*** SUPPLIED MATERIAL

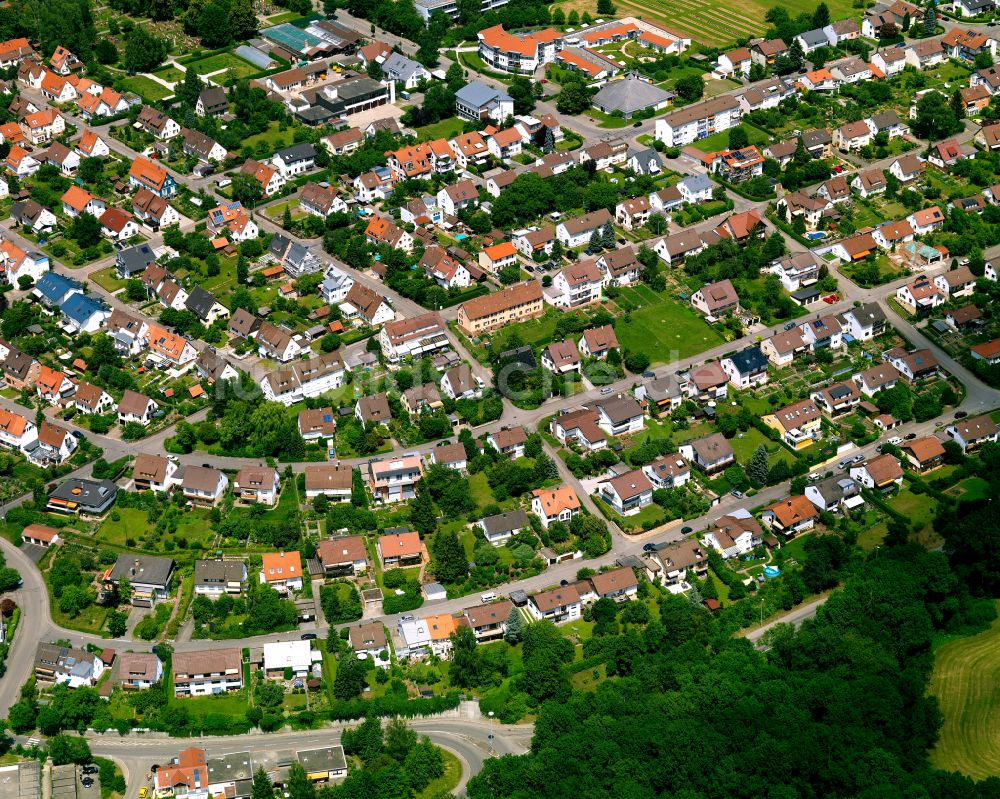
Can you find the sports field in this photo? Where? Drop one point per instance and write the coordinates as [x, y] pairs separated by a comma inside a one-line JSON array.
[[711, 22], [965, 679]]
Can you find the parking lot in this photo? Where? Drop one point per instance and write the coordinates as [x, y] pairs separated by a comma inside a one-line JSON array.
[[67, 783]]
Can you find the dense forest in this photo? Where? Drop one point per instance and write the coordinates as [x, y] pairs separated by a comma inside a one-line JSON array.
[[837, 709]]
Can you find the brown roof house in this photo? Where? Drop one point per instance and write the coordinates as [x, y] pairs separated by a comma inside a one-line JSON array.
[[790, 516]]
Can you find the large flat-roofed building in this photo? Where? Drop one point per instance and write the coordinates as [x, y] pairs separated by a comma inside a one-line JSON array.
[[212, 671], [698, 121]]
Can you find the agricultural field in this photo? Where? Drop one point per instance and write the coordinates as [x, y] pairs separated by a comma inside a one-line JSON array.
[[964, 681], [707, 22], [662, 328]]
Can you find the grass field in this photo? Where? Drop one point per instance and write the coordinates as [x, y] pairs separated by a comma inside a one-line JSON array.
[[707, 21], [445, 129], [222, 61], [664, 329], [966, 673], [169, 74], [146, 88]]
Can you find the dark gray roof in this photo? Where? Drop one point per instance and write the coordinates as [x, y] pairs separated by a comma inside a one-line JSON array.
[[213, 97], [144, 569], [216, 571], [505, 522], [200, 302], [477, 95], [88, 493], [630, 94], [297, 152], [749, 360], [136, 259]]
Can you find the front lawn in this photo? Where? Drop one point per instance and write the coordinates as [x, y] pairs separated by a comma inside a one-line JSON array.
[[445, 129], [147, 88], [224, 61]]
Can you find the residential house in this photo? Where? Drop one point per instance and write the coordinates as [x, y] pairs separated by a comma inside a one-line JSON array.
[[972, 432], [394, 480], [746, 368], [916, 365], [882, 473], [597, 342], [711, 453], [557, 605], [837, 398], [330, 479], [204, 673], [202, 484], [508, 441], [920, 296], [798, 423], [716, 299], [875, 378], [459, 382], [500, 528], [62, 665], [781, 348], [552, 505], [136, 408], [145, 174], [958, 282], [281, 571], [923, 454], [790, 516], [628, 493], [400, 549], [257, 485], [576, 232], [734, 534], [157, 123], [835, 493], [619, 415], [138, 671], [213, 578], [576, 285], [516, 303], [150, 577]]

******

▸ **EXERCISE DIRECTIONS**: Copy out word for word the part of the lines that opens with the line containing "Can you find the brown" and closes with the line containing "[[964, 681], [707, 22], [662, 328]]", both of those included.

▸ **RESULT**:
Can you find the brown roof house in this photo? Where? Drop one point per instance and write the coordinates as [x, y] pairs separated by a comma inside a one-line JSON array.
[[790, 516]]
Can you find the large flat-roofed building in this photo? Where? Drop one point per instance and write the coordinates as [x, y] pairs separated by a comma inside a one-line JSON array.
[[212, 671], [698, 121]]
Can you find the agricultural field in this photo? Where? Drop one point per instance and write the coordinates as [x, y] pairs separated by a comma inside a one-line JSON array.
[[964, 681], [707, 22], [662, 328]]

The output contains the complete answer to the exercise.